> [Problem details] Please locate every line in the records below that contains the word "plant" and copy each such line in full. Case counts.

+ + + + + + +

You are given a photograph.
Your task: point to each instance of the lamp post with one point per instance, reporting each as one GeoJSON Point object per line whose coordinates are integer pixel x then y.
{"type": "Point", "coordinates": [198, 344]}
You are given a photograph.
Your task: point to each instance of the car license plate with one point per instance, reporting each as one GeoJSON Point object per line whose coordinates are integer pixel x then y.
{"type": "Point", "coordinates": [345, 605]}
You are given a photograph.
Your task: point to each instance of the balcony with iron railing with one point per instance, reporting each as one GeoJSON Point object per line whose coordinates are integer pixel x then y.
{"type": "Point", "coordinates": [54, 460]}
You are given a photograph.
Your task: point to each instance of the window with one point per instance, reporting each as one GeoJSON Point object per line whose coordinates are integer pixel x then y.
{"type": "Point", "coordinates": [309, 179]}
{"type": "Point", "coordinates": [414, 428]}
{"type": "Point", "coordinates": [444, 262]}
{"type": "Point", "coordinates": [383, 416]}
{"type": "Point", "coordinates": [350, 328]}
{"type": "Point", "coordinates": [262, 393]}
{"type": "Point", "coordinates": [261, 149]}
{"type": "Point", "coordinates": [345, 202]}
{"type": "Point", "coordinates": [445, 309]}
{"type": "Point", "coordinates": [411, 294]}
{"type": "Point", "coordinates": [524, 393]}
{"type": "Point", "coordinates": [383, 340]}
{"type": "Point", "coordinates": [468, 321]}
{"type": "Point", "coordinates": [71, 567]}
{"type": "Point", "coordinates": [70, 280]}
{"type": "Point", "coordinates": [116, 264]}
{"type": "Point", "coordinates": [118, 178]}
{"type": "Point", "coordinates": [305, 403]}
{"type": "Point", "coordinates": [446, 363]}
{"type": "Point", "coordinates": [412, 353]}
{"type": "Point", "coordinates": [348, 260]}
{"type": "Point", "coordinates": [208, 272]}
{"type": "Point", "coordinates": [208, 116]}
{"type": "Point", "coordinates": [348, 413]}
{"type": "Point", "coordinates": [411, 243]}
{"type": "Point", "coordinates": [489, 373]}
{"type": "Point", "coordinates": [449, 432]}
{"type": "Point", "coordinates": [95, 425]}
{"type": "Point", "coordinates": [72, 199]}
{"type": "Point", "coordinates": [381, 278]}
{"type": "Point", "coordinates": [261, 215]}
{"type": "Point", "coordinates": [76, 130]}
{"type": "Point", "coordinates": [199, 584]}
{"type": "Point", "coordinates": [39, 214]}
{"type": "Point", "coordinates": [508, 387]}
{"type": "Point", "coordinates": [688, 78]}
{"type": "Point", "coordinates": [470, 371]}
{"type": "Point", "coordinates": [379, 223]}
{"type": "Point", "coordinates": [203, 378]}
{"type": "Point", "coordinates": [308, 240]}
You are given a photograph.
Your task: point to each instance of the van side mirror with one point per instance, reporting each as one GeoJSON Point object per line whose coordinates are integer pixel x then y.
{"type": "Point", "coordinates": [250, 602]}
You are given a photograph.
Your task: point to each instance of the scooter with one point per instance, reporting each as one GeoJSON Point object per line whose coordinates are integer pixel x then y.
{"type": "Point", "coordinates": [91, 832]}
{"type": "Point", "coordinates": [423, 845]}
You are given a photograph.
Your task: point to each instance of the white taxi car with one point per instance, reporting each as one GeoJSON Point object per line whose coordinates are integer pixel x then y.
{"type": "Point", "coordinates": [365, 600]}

+ + + + + + +

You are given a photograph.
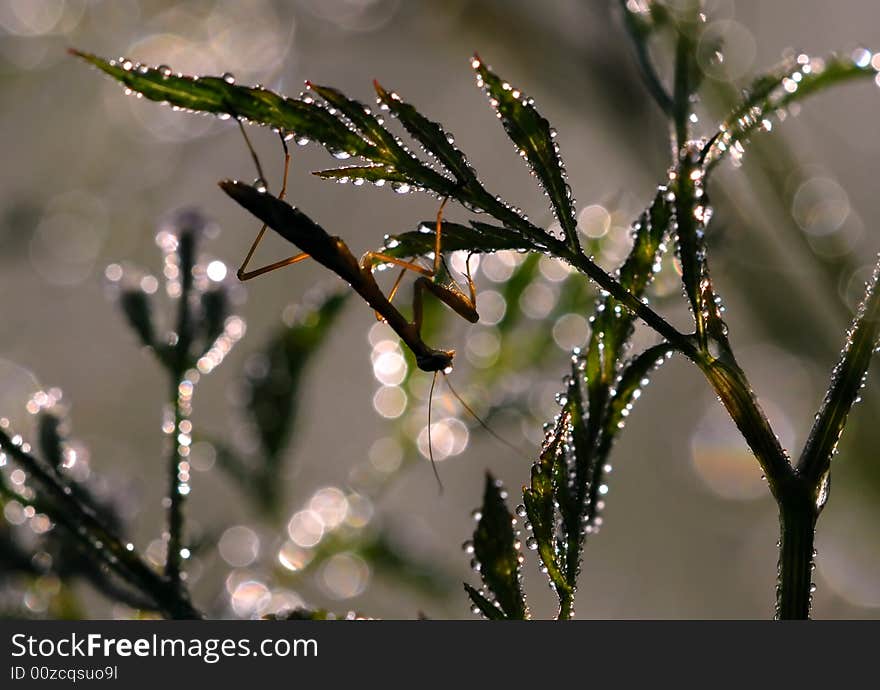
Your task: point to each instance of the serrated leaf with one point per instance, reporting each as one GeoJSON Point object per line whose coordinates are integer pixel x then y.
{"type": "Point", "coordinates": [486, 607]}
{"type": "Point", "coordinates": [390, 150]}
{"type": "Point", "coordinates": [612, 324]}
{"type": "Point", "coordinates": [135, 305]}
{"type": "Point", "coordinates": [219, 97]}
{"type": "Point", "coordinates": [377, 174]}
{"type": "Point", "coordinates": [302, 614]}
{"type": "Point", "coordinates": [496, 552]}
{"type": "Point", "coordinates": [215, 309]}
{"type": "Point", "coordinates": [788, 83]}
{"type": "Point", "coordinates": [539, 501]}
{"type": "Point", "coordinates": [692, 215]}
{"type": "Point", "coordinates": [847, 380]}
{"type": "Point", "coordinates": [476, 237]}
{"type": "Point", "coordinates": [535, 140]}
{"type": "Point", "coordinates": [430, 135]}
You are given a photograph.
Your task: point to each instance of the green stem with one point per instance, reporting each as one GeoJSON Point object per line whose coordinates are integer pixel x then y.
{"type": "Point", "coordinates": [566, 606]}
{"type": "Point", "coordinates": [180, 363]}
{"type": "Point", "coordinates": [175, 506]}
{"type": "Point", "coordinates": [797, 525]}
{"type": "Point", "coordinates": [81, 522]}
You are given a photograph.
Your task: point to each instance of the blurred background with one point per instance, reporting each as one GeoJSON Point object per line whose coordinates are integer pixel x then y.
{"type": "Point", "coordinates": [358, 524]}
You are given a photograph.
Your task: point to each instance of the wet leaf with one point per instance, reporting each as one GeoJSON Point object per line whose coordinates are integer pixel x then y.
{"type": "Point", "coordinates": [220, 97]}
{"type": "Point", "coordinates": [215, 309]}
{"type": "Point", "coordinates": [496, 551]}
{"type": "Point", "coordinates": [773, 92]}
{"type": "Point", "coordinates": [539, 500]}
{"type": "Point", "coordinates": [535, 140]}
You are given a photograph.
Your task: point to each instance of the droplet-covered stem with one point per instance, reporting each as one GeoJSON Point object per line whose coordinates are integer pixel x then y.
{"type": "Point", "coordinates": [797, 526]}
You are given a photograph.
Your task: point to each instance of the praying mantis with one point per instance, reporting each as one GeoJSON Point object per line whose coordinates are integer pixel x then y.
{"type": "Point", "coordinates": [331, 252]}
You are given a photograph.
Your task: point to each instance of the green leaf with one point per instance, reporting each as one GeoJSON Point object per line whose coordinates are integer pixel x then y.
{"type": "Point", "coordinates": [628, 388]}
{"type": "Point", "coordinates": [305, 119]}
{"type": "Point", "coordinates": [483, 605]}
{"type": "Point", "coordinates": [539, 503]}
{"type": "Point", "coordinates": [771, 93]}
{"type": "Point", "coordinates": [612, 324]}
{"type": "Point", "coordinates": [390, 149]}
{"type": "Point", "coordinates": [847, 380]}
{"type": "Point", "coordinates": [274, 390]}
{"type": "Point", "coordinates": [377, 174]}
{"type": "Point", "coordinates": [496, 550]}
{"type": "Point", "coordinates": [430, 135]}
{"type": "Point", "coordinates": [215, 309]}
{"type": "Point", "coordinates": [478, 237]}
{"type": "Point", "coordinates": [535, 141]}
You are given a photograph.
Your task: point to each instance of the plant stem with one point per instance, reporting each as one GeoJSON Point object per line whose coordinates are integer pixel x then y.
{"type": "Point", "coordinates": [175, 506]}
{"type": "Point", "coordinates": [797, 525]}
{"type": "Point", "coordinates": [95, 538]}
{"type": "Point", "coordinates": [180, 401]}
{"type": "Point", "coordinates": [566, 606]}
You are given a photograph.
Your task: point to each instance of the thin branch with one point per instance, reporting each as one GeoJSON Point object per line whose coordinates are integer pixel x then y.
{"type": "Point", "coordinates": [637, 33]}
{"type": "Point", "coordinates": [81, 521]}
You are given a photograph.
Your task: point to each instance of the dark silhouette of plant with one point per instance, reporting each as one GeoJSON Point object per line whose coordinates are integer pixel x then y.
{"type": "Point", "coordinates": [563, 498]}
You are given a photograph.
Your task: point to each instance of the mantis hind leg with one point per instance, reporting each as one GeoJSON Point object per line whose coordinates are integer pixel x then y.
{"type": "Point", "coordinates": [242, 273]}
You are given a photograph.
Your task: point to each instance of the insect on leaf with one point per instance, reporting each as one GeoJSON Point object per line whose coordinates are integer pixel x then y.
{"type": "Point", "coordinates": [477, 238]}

+ + + + + + +

> [Exercise answer]
Your task: point to each instance of the plant stem with one point per instance, reporting each as one GeoJSON Point object per line whose coordinates are integer pixel x then y.
Your task: point to each instance of the dark silhouette of plant with one point per instance, reporting each as one GeoJSON Point object per line whose coordinates are integer pixel x then y.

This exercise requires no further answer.